Your objective: Restate, word for word, all of the material shown below.

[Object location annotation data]
begin

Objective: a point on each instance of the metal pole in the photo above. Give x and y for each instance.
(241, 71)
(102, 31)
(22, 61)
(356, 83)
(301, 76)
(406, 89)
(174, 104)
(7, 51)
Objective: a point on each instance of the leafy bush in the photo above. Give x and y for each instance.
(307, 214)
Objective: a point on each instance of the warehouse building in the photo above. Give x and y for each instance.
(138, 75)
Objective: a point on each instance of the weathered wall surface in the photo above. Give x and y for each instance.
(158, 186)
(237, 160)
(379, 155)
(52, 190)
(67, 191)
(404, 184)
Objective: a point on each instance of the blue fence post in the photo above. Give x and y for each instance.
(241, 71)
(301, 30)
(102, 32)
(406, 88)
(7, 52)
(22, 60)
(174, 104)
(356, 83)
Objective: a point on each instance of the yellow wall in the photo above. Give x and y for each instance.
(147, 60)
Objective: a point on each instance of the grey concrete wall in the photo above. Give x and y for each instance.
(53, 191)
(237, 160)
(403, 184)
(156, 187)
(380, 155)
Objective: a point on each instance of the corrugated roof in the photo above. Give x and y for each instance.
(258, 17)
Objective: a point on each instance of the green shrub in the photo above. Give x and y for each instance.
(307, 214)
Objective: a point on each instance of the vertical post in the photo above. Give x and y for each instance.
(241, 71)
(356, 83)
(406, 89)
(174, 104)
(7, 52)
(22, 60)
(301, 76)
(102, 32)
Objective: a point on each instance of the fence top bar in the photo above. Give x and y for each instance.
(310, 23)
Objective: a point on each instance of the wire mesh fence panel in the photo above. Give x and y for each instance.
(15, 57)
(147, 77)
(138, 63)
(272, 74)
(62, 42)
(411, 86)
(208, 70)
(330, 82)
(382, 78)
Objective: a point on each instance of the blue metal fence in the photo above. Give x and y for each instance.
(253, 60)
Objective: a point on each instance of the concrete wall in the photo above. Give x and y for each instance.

end

Task result:
Objective: a point on each instance of the metal pole in the photo above. Give x and y for each instance.
(241, 71)
(102, 31)
(22, 61)
(356, 83)
(301, 76)
(406, 89)
(174, 104)
(7, 51)
Objective: a point on each instance of the leafy bush in the photo above. Give x and y for each instance.
(307, 214)
Objective: a point on each instance of the warehouse building in the photo above. Give x and y for each instance.
(138, 75)
Objective: a point on each instance of the weathered wall surface in the photo above. Give x and y for each instance.
(158, 186)
(237, 160)
(379, 155)
(52, 190)
(67, 191)
(404, 184)
Objective: a point on each instance of the blue fence post in the photo above. Give x and y for each instance.
(241, 71)
(301, 30)
(102, 32)
(406, 88)
(7, 52)
(22, 60)
(174, 104)
(356, 83)
Objective: a point on each instance of the yellow wall in the photo above. Give x and y for each instance.
(147, 60)
Objective: a point on each instance of the grey concrete wall in the photo above. Give x and y for each instance.
(53, 191)
(237, 160)
(403, 184)
(156, 187)
(380, 155)
Objective: a point on each instance of the corrugated roof in the photo above. Give x and y for each instance.
(258, 17)
Objective: a point on each instance of the green shrub in the photo above. Give x and y for each instance.
(307, 214)
Objective: a point on each instance of the vertical post in the photo above. Give x and y for each instance.
(241, 71)
(356, 83)
(406, 89)
(174, 104)
(7, 52)
(22, 60)
(301, 76)
(102, 32)
Objective: a point on each instance of the fence top bar in the photo above. Give x and y for each instance.
(310, 23)
Objective: a point on each instance of the wire mesh fence panel in the photo above. Give x and y for each instance.
(15, 57)
(147, 77)
(138, 63)
(272, 74)
(62, 42)
(411, 86)
(208, 70)
(330, 82)
(382, 78)
Objective: a point on each instance of the blue metal fence in the photo above. Give x and y for each instance.
(253, 60)
Objective: a point on each instance of the concrete wall in the photo above. Give x and y for each instance.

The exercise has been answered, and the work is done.